━━━ Passage provided

In a recent issue of Physical Review Letters, the scientists report the first-ever magnetic resonance image of the inside of an extremely tiny magnet.

Specifically, the magnet is a "ferromagnet" -- a magnet made of ferrous metal such as iron. It's what most people think of when they hear the word "magnet."

"The magnets we study are basically the same as a refrigerator magnet, only much smaller," said project leader Chris Hammel, Ohio Eminent Scholar in Experimental Physics at Ohio State University. The disk-shaped magnets in this study measured only two micrometers (millionths of a meter) across.

"Because ferromagnets generate such strong magnetic fields, we can't study them with typical MRI. A related technique, ferromagnetic resonance, or FMR, would work, but it's not sensitive enough to study individual magnets that are this small."

Likewise, medical researchers can't use MRI to image plaques formed in the body, because plaques are too small. That's why this new kind of magnetic resonance could eventually become a tool for biomedical research.

The technique combines three different kinds of technology: MRI, FMR, and atomic force microscopy.

They dubbed the technique "scanned probe ferromagnetic resonance force microscopy," or scanned probe FMRFM, and it involves detecting a magnetic signal using a tiny silicon bar with an even tinier magnetic probe on its tip.

━━━━━━

**Parts of the exercise:**
- A) Answer these questions using the magnet-imaging passage:
(i) In which journal did the scientists report their image?
(ii) How wide were the disk-shaped magnets in the study?
(iii) What three kinds of technology does the technique combine?
- B) From the magnet-imaging passage, write out the words starting with "Likewise, medical researchers" and going on through "atomic force microscopy.", unchanged.
- C) Continue the magnet-imaging passage from the point where it stops.

━━━ Data provided

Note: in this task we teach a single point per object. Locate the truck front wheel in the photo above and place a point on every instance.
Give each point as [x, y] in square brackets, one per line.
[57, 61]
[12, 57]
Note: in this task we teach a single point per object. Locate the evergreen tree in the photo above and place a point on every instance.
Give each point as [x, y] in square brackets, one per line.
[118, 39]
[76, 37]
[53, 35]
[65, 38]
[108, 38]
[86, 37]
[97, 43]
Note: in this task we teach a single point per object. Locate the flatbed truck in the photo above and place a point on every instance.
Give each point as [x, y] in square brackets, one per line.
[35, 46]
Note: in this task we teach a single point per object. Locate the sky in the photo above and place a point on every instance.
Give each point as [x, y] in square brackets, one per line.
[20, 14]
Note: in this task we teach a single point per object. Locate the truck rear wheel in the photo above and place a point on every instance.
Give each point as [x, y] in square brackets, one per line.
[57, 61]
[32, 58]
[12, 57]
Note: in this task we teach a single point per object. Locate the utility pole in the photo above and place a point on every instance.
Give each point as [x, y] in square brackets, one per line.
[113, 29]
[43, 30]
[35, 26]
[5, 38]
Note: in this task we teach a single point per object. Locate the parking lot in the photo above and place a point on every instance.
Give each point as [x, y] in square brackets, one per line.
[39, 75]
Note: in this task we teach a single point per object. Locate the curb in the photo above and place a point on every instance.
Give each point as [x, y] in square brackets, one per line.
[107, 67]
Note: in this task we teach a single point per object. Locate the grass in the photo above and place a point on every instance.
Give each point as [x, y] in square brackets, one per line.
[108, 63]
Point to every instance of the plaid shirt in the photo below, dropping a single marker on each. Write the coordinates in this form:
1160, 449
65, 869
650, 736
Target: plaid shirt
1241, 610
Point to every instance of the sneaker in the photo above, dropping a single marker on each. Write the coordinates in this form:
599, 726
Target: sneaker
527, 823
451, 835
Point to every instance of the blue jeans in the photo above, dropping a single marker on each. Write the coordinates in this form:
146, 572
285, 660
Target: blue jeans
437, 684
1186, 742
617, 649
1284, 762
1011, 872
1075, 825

━━━━━━

**Responses for each task:**
- A)
(i) Physical Review Letters
(ii) Two micrometers across
(iii) MRI, FMR, and atomic force microscopy

- B)
Likewise, medical researchers can't use MRI to image plaques formed in the body, because plaques are too small. That's why this new kind of magnetic resonance could eventually become a tool for biomedical research.

The technique combines three different kinds of technology: MRI, FMR, and atomic force microscopy.

- C)
As the probe passes over a material, it captures a bowl-shaped image: a curved cross-section of an object. The magnetic signal is more intense in the middle (the "bottom" of the bowl), and fades away toward the edges.

It may sound like an odd configuration, but that's why the new technique works.

Every atom emits radio waves at a particular frequency. But to know where those atoms are, scientists need to be able to localize where the radio waves are coming from.

Large-scale MRI machines, such as those in hospitals, get around this problem by varying the magnetic field by precise amounts as it sweeps over an object. The computer controlling the MRI knows that where the magnetic field equals X, the location equals Y. Sophisticated software combines the data, and doctors get a 3D view inside a patient's body.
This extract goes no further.